• **Tasks to complete**
**A.** In the text on pet shaking, what does it suggest getting for a dog that shivers from the cold?
**B.** Extend the text on pet shaking by writing what comes after its last sentence.

All pets may shake and tremble from time to time, but there may be some instances where shaking may be cause for concern. To understand why your pet is shaking often, it starts by observing any possible triggers in the pet’s environment. In some cases, the cause of a pet’s shaking may not be as simple as observation, and additional testing by a certified veterinarian may be necessary.
Common Causes of Shaking or Trembling in Pets
Shaking in pets could be an indication of pain, or in other cases it may simply be an emotional response. Not every cause of shaking in animals will be an emergency. Anything from a temperature change to a pet meeting new people may cause shaking or trembling.
Some dogs may have chronic anxiety similar to humans or experience anxiety when something in their environment changes. Things such as loud noise, crowded spaces, or exposure to a different environment could all cause shaking or trembling in a pet. Just like humans, pets can be sensitive to change or things they deem unfamiliar.
Cold temperatures can also trigger a shivering response in animals. If you live in a cold climate or turn on the air conditioning too high, dogs may shiver just like humans do. In these instances, it may be worth investing in a sweater or blanket for your furry friend or bringing them to a calmer room temperature.

• **Extracted data**
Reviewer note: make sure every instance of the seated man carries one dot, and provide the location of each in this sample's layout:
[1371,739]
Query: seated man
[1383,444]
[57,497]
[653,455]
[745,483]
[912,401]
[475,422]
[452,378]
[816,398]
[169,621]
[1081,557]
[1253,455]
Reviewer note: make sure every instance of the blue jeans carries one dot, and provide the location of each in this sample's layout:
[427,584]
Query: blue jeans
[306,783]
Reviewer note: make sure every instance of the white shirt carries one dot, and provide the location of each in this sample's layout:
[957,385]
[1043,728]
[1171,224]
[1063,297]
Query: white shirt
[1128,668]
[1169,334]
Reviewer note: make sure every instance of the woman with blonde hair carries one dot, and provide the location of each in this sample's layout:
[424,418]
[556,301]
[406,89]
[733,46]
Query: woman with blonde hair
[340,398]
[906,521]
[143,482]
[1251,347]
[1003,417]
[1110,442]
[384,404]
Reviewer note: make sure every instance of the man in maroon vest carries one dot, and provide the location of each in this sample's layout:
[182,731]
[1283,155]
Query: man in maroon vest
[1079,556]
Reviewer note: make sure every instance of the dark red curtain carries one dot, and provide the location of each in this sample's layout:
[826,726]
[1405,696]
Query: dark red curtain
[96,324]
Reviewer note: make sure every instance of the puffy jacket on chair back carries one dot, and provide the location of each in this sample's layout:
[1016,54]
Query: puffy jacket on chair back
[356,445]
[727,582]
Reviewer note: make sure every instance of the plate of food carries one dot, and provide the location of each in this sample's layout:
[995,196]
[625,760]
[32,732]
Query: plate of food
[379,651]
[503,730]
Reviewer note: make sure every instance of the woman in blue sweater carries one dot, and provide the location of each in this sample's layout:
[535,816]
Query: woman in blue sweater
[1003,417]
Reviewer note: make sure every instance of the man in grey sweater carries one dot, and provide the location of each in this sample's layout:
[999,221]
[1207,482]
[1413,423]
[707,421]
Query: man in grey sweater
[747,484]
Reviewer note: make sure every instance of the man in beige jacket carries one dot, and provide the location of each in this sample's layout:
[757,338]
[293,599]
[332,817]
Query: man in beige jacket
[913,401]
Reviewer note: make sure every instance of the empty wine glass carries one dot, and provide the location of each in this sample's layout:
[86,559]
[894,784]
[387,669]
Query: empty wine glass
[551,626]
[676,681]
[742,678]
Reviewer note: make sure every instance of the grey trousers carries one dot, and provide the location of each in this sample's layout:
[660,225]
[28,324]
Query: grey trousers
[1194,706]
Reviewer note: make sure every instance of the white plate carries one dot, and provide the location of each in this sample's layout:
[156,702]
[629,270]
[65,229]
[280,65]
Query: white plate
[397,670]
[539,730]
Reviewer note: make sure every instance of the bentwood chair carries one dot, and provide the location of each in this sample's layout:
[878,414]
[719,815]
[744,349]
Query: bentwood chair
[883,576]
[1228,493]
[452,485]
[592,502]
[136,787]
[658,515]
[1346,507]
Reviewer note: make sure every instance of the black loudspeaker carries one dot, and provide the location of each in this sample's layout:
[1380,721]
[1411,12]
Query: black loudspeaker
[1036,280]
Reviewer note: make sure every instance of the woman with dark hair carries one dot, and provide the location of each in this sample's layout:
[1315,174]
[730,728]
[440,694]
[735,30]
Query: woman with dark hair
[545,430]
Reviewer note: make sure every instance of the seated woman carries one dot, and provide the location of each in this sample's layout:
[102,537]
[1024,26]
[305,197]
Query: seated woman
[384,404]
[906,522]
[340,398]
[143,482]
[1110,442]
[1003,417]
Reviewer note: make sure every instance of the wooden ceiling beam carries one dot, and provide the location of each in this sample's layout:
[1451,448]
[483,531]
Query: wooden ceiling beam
--
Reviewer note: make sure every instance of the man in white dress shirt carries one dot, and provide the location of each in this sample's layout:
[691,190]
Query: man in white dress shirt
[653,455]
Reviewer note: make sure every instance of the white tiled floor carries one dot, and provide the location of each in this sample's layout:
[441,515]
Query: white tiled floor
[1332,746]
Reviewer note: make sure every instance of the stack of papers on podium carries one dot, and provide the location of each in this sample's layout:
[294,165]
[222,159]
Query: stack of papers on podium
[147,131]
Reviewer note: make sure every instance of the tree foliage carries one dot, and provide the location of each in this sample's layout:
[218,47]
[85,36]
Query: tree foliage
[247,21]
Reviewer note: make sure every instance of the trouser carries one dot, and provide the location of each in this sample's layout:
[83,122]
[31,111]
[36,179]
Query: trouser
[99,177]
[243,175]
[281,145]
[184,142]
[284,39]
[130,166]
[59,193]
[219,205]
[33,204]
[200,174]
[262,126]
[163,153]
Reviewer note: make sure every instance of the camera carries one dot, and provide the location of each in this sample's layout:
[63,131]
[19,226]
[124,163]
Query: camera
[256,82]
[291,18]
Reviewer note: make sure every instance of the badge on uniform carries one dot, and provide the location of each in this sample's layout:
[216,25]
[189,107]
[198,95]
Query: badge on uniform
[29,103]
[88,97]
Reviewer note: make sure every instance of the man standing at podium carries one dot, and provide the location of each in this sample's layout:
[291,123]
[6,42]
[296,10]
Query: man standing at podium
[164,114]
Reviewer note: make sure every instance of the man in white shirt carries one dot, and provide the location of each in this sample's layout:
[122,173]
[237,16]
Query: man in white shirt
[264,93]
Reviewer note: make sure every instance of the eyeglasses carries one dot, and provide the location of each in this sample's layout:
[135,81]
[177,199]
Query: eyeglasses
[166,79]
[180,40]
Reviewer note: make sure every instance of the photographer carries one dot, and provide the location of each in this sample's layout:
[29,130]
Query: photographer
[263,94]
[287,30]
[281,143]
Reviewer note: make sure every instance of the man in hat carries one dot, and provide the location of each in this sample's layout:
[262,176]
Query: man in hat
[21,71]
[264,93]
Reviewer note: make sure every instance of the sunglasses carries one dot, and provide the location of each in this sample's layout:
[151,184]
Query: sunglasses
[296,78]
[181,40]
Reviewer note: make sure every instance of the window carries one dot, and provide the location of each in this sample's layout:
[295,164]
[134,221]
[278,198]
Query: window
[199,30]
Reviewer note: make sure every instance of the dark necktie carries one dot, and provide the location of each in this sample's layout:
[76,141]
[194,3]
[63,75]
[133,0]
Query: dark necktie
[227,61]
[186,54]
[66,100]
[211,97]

• **Activity answers**
**A.** A sweater or blanket.

**B.**
Just like people, dogs can get overexcited. When a pet’s owner gets home, they may be excited to see you and start shaking or trembling out of pure happiness or excitement. A pet may also get excited in anticipation of food or a walk and start shaking with nervous energy. A pet could also get excited by seeing another animal they want to chase or play with.
Severe Cases of Shaking or Trembling in Pets
While most cases of shaking or trembling are common, if the shaking becomes chronic or unstable it may be time for further evaluation.
Some dogs can suffer neurological conditions like humans can. Epilepsy in animals can lead to severe seizures which can trigger their bodies to shake and tremble. Epilepsy can be dangerous in animals if the root cause is not addressed. If seizures keep occurring, it’s important to contact a vet to determine the next steps.
Foods like onions or grapes can be toxic to animals. Other human substances such as xylitol or cigarettes can also cause food poisoning in animals. One of the common symptoms of digestive poisoning in animals is severe shaking and trembling. If your pet has ingested anything unusual recently, contact a vet immediately for medical treatment and evaluation.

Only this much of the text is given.